**Extracted information**
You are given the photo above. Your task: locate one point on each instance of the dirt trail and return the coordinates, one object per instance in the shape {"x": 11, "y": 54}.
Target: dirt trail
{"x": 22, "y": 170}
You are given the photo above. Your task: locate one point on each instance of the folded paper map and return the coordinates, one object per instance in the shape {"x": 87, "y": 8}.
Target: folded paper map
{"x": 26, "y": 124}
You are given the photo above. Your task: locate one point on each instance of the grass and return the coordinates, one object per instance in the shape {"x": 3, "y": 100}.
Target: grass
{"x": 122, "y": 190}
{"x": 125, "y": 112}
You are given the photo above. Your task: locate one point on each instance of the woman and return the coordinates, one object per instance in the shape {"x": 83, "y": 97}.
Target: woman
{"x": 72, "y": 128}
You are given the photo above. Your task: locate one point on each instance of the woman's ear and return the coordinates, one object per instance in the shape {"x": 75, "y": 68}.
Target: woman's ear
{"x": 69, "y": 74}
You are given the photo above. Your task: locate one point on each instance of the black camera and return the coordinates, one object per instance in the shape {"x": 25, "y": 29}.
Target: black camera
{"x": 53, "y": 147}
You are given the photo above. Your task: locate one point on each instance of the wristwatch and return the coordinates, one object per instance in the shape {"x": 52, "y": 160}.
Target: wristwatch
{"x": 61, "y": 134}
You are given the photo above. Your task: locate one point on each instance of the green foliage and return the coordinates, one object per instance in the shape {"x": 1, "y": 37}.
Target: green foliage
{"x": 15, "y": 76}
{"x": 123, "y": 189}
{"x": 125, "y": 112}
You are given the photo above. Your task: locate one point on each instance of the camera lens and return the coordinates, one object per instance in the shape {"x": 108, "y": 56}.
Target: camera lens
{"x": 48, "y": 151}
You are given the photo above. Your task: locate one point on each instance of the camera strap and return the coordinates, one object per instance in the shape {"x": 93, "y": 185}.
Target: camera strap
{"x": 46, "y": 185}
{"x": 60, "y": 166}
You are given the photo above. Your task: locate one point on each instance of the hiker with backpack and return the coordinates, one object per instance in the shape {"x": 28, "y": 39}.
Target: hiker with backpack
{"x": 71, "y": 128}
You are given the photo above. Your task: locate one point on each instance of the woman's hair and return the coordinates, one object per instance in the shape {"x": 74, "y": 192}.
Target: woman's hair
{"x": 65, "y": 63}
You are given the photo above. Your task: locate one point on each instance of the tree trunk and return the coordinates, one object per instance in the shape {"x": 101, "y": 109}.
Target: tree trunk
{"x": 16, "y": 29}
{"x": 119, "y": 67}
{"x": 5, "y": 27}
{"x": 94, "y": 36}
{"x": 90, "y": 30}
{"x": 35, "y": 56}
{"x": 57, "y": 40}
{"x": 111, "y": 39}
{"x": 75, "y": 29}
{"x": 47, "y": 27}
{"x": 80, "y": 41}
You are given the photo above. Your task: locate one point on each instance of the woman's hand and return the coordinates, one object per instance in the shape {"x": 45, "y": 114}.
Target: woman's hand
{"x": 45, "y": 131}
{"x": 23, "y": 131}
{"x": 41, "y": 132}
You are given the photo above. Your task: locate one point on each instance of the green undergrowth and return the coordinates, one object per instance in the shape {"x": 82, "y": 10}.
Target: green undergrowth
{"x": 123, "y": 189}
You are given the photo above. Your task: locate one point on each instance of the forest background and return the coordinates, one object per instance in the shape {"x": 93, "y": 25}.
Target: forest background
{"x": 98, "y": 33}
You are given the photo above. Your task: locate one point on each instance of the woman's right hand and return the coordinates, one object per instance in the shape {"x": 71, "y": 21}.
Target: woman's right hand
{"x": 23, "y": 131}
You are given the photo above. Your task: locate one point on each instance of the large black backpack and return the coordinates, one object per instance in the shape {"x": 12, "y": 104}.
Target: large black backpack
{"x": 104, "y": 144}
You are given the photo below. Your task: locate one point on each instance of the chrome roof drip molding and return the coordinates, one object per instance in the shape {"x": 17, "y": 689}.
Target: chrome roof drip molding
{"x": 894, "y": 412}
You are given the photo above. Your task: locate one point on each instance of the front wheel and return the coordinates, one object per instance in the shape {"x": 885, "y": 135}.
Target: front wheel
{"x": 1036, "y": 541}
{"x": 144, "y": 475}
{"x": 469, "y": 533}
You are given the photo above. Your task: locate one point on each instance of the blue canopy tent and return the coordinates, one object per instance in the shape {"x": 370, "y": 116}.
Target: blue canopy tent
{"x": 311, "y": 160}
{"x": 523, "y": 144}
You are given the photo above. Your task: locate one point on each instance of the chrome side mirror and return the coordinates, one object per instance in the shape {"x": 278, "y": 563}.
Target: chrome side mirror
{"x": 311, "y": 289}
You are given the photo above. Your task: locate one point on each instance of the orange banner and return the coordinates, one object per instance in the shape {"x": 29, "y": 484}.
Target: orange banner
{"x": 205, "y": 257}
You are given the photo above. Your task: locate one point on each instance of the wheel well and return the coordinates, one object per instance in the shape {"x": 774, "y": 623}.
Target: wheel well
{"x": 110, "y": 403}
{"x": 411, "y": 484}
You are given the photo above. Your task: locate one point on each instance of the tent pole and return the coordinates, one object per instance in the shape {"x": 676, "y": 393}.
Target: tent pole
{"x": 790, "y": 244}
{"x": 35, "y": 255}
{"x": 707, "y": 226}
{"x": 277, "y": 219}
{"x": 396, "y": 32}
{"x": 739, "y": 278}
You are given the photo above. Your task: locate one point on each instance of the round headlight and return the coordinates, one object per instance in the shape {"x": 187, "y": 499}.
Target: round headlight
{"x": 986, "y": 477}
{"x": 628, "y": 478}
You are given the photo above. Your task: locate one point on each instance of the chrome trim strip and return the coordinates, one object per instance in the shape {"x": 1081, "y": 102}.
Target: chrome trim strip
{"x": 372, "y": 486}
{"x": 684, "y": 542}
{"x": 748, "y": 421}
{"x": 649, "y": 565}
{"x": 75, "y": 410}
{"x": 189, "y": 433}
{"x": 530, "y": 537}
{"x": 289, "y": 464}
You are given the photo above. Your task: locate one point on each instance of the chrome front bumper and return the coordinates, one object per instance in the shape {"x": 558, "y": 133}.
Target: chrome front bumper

**What is required**
Each record should come back exactly as written.

**Expected output**
You are given the photo above. Your task: locate one point on each instance of the dirt trail and return the coordinates, one object per instance in the shape {"x": 11, "y": 54}.
Target: dirt trail
{"x": 22, "y": 170}
You are given the photo above. Your task: locate one point on each instance of the folded paper map and return the coordinates, one object per instance in the shape {"x": 87, "y": 8}.
Target: folded paper map
{"x": 26, "y": 124}
You are given the photo above. Your task: locate one point on each instance of the grass and return the coordinates, one object per instance in the shape {"x": 3, "y": 100}.
Target: grass
{"x": 122, "y": 190}
{"x": 125, "y": 112}
You are given the photo above. Your task: locate one point on each instance of the woman and return the coordinates, one object per instance in the shape {"x": 83, "y": 97}.
Target: woman
{"x": 72, "y": 128}
You are given the photo above. Your task: locate one point on each instance of the woman's ear and return the coordinates, one object per instance in the shape {"x": 75, "y": 68}.
Target: woman's ear
{"x": 69, "y": 74}
You are given the photo above. Your task: locate one point on each instance of the black camera and return the coordinates, one object per instance in the shape {"x": 25, "y": 29}.
Target: black camera
{"x": 53, "y": 147}
You are given the photo above. Your task: locate one point on each instance of the wristwatch and return the coordinates, one object per instance in the shape {"x": 52, "y": 160}.
Target: wristwatch
{"x": 61, "y": 134}
You are given the photo above. Your task: locate one point on each instance of the green foliage and return the coordinates, one object per instance in the shape {"x": 1, "y": 37}.
Target: green foliage
{"x": 15, "y": 76}
{"x": 123, "y": 189}
{"x": 125, "y": 112}
You are given the photo above. Your task: locate one point on each instance of the camera lens and return the coordinates, one object per instance in the shape {"x": 108, "y": 56}.
Target: camera lens
{"x": 48, "y": 151}
You are given the photo above. Your task: locate one point on each instance of the camera strap and return the coordinates, one object per instance in the shape {"x": 93, "y": 185}.
Target: camera strap
{"x": 46, "y": 185}
{"x": 60, "y": 166}
You are given the photo above. Your task: locate one point on each instance of the hiker with backpack and return the coordinates, one object per instance in the shape {"x": 28, "y": 39}.
Target: hiker with backpack
{"x": 71, "y": 128}
You are given the photo above. Your task: locate one point on each instance of the woman's hair and return the coordinates, one object per instance in the shape {"x": 74, "y": 192}.
Target: woman's hair
{"x": 65, "y": 63}
You are given the photo above. Your task: locate one point on each instance of the tree trunk and return the coordinates, one object per instance in the shape {"x": 101, "y": 109}.
Target: tree trunk
{"x": 16, "y": 29}
{"x": 119, "y": 67}
{"x": 5, "y": 27}
{"x": 94, "y": 36}
{"x": 90, "y": 30}
{"x": 35, "y": 56}
{"x": 57, "y": 40}
{"x": 111, "y": 39}
{"x": 75, "y": 29}
{"x": 47, "y": 27}
{"x": 80, "y": 41}
You are given the photo above. Your task: locate one point on each instance of the woman's hand and return the coordinates, one object per instance in the shape {"x": 45, "y": 114}.
Target: woman's hand
{"x": 45, "y": 131}
{"x": 23, "y": 131}
{"x": 41, "y": 132}
You are given the photo above. Your task: locate one point on each instance of the green undergrowth and return the coordinates, one object per instance in the shape {"x": 82, "y": 10}.
Target: green undergrowth
{"x": 123, "y": 189}
You are given the photo above. Your task: locate one point on each instance of the forest background and return the coordinates, one object per instance in the shape {"x": 93, "y": 25}.
Target: forest background
{"x": 98, "y": 33}
You are given the photo above. Your task: locate one point on each instance of the woman's right hand and return the coordinates, one object per instance in the shape {"x": 71, "y": 21}.
Target: woman's right hand
{"x": 23, "y": 131}
You are given the photo above. Your task: locate one point on each instance of the large black backpack and return the coordinates, one object per instance in the shape {"x": 12, "y": 104}.
Target: large black backpack
{"x": 104, "y": 144}
You are given the photo below. Your task: locate one point on each instance of the chrome roof drip molding and return the coordinates, one object per instance in the shape {"x": 17, "y": 689}.
Target: chrome roof drip molding
{"x": 894, "y": 412}
You are given the photo above. Your task: locate one point on each instance of the front wheel and return the coordinates, one object per instance in the shape {"x": 885, "y": 135}.
Target: front wheel
{"x": 1036, "y": 541}
{"x": 144, "y": 475}
{"x": 469, "y": 533}
You are given the photo above. Your task: locate one point on each instance of the blue canopy tent and return the coordinates, one object per instance in the shape {"x": 370, "y": 116}.
Target: blue canopy tent
{"x": 311, "y": 160}
{"x": 523, "y": 144}
You are given the photo above. Your task: locate one point on each instance of the chrome side mirror and return the coordinates, one object per instance in the shape {"x": 278, "y": 563}.
Target: chrome side mirror
{"x": 311, "y": 289}
You are given the photo above. Your task: locate one point on each instance of the orange banner and return the coordinates, one object per instance in the shape {"x": 29, "y": 484}.
Target: orange banner
{"x": 205, "y": 257}
You are given the photo above. Your task: locate one point on each instance of the wheel well and return the coordinates, one object per instance in the shape {"x": 774, "y": 623}.
Target: wheel well
{"x": 110, "y": 403}
{"x": 411, "y": 484}
You are given the photo above. Your task: locate one point on each instance of the tent pole and return the coordinates, one object per instance in the shape {"x": 676, "y": 393}.
Target: tent pole
{"x": 790, "y": 244}
{"x": 35, "y": 255}
{"x": 707, "y": 226}
{"x": 277, "y": 219}
{"x": 396, "y": 32}
{"x": 739, "y": 278}
You are given the photo above. Your task: locate one point on each instance of the round headlight and return the coordinates, one object per instance in the shape {"x": 187, "y": 499}.
Target: round headlight
{"x": 986, "y": 477}
{"x": 628, "y": 478}
You are given the photo above. Your task: locate one point on each instance of the chrome trim strip and return the coordinates, one object per instance in the shape {"x": 1081, "y": 102}.
Target: chrome trim strip
{"x": 372, "y": 486}
{"x": 684, "y": 542}
{"x": 748, "y": 421}
{"x": 649, "y": 565}
{"x": 75, "y": 410}
{"x": 189, "y": 433}
{"x": 530, "y": 537}
{"x": 289, "y": 464}
You are given the photo above. Your task: locate one point on each instance of the chrome front bumper and return the coordinates, one object per instance in the shape {"x": 558, "y": 133}.
Target: chrome front bumper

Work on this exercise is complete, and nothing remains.